Source text.
## start

ResourcesMortgages/security devices - Foreclosure

Learning Outcomes

This article explains foreclosure in mortgages and security devices, including:

  • How to identify pre-foreclosure rights and duties, such as possession, waste, and the equity of redemption, and how these shape the lender’s options before initiating a sale.
  • The steps and methods of foreclosure (judicial and nonjudicial), required notices, sale procedures, and the standards for a commercially reasonable foreclosure on exam fact patterns.
  • How foreclosure affects senior and junior interests, including who must be joined, what happens if a party is omitted, and how interests are treated when a senior versus a junior mortgagee forecloses.
  • How to apply and prioritize competing liens by using the “first in time, first in right” rule and its major exceptions, including purchase-money mortgages, subordination agreements, modifications, future-advances clauses, and recording-act protection.

## end

Short task 1.
Reproduce the stretch of the foreclosure text from "This article explains" through "initiating a sale.".
The listing that follows has no connection to the foreclosure text.

Dataset extract.

## start

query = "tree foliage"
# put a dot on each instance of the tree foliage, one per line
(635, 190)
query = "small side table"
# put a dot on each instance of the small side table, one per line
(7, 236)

## end

Short task 2.
Rewrite the entire listing with "side table" replaced by "end table" and nothing else changed.

Exercise solution 1.
This article explains foreclosure in mortgages and security devices, including:

  • How to identify pre-foreclosure rights and duties, such as possession, waste, and the equity of redemption, and how these shape the lender’s options before initiating a sale.

Exercise solution 2.
query = "tree foliage"
# put a dot on each instance of the tree foliage, one per line
(635, 190)
query = "small end table"
# put a dot on each instance of the small end table, one per line
(7, 236)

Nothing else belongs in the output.